■ Brief: What's needed is the listing below, repeated word for word with no pictures.

■ Input data:
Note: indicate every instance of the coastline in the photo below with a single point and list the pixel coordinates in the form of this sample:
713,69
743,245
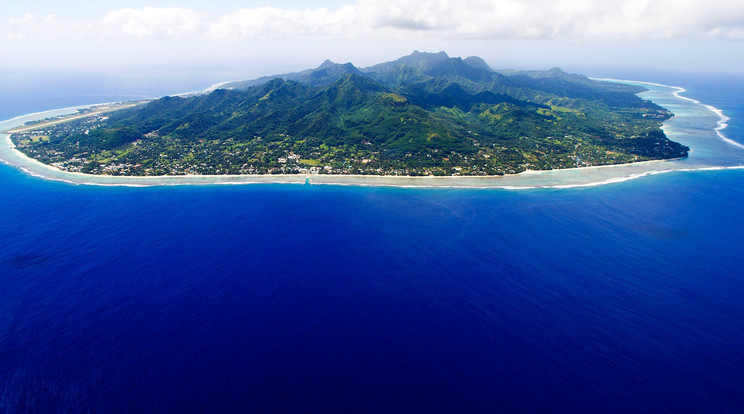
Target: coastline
686,109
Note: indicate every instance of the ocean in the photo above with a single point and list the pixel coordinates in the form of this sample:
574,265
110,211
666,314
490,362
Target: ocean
626,297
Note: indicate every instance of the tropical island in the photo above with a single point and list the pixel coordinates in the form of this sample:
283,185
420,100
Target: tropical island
425,114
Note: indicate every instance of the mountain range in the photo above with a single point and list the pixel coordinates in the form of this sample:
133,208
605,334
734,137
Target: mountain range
422,114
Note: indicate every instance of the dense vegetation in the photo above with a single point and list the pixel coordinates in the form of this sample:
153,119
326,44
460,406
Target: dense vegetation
424,114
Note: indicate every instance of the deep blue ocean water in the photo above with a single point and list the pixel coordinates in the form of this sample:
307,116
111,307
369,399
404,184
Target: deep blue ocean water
286,298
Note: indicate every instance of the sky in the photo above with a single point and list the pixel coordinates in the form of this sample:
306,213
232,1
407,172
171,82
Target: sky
231,39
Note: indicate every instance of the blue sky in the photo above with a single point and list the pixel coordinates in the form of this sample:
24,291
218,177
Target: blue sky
248,38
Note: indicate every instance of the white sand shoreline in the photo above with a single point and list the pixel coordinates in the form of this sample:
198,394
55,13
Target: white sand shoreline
562,178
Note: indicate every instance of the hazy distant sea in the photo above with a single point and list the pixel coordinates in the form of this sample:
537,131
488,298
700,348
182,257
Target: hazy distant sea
619,298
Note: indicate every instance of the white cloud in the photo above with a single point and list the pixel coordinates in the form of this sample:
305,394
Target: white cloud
435,19
150,22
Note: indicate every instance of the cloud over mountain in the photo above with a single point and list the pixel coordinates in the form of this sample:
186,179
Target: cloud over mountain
466,19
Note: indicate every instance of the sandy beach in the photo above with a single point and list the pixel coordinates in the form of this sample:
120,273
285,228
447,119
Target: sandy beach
710,150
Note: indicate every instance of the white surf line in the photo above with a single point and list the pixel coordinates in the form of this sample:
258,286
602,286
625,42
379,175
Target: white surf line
722,119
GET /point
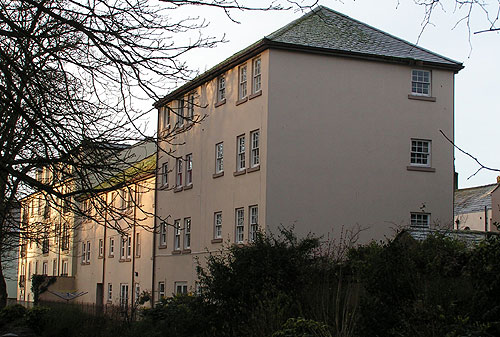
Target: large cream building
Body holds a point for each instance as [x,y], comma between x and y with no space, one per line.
[98,248]
[324,125]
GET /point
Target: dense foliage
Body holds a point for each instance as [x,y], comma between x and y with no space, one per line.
[284,286]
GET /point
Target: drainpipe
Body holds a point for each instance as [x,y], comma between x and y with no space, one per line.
[133,250]
[485,218]
[104,289]
[153,253]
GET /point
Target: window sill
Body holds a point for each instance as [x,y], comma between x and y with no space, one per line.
[422,98]
[420,168]
[241,101]
[239,173]
[219,103]
[256,94]
[253,169]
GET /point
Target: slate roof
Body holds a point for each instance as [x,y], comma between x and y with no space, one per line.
[326,31]
[469,200]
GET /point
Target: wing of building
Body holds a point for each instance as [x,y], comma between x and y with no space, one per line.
[98,248]
[478,208]
[326,124]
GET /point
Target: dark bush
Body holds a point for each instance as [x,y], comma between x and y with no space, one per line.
[37,317]
[12,314]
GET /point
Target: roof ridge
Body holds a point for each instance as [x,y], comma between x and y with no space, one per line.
[412,45]
[288,26]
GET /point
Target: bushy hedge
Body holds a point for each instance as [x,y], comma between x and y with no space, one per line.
[285,286]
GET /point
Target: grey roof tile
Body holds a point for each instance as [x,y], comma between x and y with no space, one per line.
[469,200]
[327,29]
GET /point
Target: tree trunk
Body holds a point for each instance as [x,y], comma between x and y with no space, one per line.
[3,288]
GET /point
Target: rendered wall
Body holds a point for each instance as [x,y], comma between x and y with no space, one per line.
[338,145]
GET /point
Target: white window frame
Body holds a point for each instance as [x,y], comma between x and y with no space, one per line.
[242,82]
[221,88]
[111,247]
[164,174]
[84,252]
[256,75]
[165,117]
[420,220]
[418,154]
[123,247]
[180,287]
[177,234]
[239,232]
[187,233]
[161,290]
[88,251]
[218,225]
[240,153]
[137,244]
[137,292]
[419,85]
[181,104]
[101,247]
[219,157]
[190,109]
[254,148]
[189,169]
[124,295]
[64,268]
[253,218]
[122,194]
[54,267]
[163,234]
[129,247]
[178,172]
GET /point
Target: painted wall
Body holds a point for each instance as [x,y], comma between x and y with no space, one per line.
[338,146]
[112,268]
[475,221]
[210,194]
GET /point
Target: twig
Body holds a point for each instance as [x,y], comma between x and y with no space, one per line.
[481,166]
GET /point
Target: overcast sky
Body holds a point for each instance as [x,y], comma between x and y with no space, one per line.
[477,113]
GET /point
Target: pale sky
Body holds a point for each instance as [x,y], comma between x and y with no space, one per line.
[477,114]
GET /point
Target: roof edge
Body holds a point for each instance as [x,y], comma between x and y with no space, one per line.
[215,71]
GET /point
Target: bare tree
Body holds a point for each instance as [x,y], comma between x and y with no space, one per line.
[466,9]
[69,73]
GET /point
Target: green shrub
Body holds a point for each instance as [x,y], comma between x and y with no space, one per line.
[11,314]
[246,284]
[37,317]
[300,327]
[181,316]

■ Solution to this task:
Note: indicate every instance of the coastline in the photo below with a single point and list the pixel coordinates in the form of this sample:
713,69
743,245
Target: coastline
686,109
Note: indicate every instance of the ocean in the photo above with a single point and list the pixel coordinates in the form of this sample:
574,265
110,211
666,314
490,362
Target: ocean
626,297
Note: indicate every instance of the tropical island in the photo above with a single point and list the pixel coordinates in the form of this sample:
283,185
420,100
Target: tropical island
425,114
Note: indicate every instance of the mountain range in the photo above with a single point and list the pixel coordinates in the form of this sample:
133,208
605,334
734,137
Target: mountain range
422,114
Note: indicate every instance of the dense vegetation in the photo above with a single point and list the pixel coordinates in the form of this sample:
153,119
326,44
460,406
Target: dense vegetation
424,114
Note: indicate every instance of the deep blue ocean water in the photo above with a single point and list the pixel coordinates in the form of this sample:
307,116
111,307
369,399
404,184
Target: deep blue ocean water
286,298
Note: indicate every instance of the sky in the photo above with a single point and list the pixel coordinates in the form of this sample:
306,213
232,1
407,172
171,82
Target: sky
231,39
Note: indicate every instance of the blue sky in the photo above with a single point and list the pixel coordinates in the form of this sample:
24,291
218,177
Target: blue sky
248,38
Note: indicate every instance of the white sand shoreline in the photo above with a single point and list the pixel coordinates in the form of this sample:
198,394
55,13
Target: white sand shoreline
562,178
Note: indicate every instance of the hazy distant sea in the photo above with a single point and list the pixel coordinates in the form of this sample:
537,131
488,298
700,348
182,257
Target: hazy distant sea
619,298
Note: indicate every instance of the white cloud in the photo above with a single point and list the pixel coordinates in the form of this sample:
305,394
Target: white cloud
435,19
150,22
Note: indicate every instance of the cloud over mountain in the photo above with a single point and list the pixel coordinates in the form of this sample:
186,179
Target: cloud over mountain
466,19
Note: indicate every instance of the sandy beach in the photo above with a single point and list the pixel coordinates in the form of this sample:
120,273
285,228
447,119
Target: sandy beach
710,150
Note: indicate every instance of the white surf line in the photo above with a single point and list the pixel coordinates in the form of this sample:
258,286
602,286
625,42
379,175
Target: white surf line
722,119
GET /point
Target: large cream building
Body holds a point for each instance as [x,y], comma between x and y with no space, one per line.
[98,248]
[324,125]
GET /point
Target: dense foliage
Body holds a point for each instance as [x,y], comma between x and y with no space, one per line.
[284,286]
GET /point
Target: drainpipe
Body holds a point for each instance as [x,y], comma between x and y with no space, one per line.
[133,250]
[485,218]
[104,289]
[153,253]
GET /point
Target: window sill
Body holds a point for each instance as [x,y], comma between x and y with no space, one per line.
[422,98]
[420,168]
[241,101]
[239,173]
[219,103]
[256,94]
[253,169]
GET /point
Target: slate roof
Body holds a point for each instance as [x,y], comma between x and y with no space, one per line.
[326,31]
[469,200]
GET /point
Target: wing of building
Body holds a point for each instance as [x,y], comma between x and y with no space, one per line.
[98,248]
[478,208]
[326,124]
GET /point
Target: dark bush
Body holds a point for each instance as [x,y], comma between x and y with no space, one per line.
[37,317]
[12,314]
GET /point
Target: roof ridge
Body holds a point for each instance as [x,y], comma between x and y with no space, one per line.
[412,45]
[288,26]
GET /point
Target: bushy hedge
Body holds a point for each instance as [x,y], comma between x and y with no space, one per line.
[285,286]
GET /point
Target: grey roof tile
Body holds a point for each instance as [x,y], comma between x and y with no space, one per line.
[469,200]
[327,29]
GET /point
Target: tree trunk
Body holds a point for each instance as [x,y], comma between x and y with no space, one per line.
[3,288]
GET /point
Target: rendered wall
Body holds a point for each instance as [x,y], comma between x and y with no space, one per line.
[338,145]
GET /point
Target: white window frame
Body holds a point for each instance as [x,y], comma between x and y with no space, one per line.
[242,82]
[221,88]
[111,247]
[164,174]
[84,252]
[256,75]
[165,117]
[420,220]
[418,154]
[123,247]
[180,287]
[177,234]
[239,232]
[187,233]
[161,290]
[88,251]
[218,225]
[240,153]
[137,244]
[137,292]
[419,85]
[181,104]
[101,247]
[219,157]
[190,109]
[254,148]
[189,169]
[124,295]
[64,268]
[253,218]
[122,194]
[54,267]
[163,234]
[129,247]
[178,172]
GET /point
Target: painted wall
Body holds a point for each instance as [x,y], comma between x and y with no space, one per line.
[338,146]
[112,268]
[475,221]
[210,194]
GET /point
Target: twig
Body holds a point for each instance as [x,y], comma between x and y with no space, one per line.
[481,166]
GET /point
Target: overcast sky
Body holds a point for each instance as [x,y], comma between x and y with no space, one per line.
[477,113]
GET /point
Target: pale sky
Body holds a point for each instance as [x,y], comma between x and y with no space, one per line.
[477,114]
GET /point
Target: roof edge
Body holds a point for each instance as [x,y], comma between x and y with no space, one per line.
[215,71]
GET /point
Target: bare tree
Body holds a point for each instance as [x,y], comma between x and y with no space, one per line.
[466,9]
[69,73]
GET /point
Target: green shrub
Body holds a point for each instance as [x,y], comma between x and y with no space, one per line.
[11,314]
[246,284]
[37,317]
[300,327]
[181,316]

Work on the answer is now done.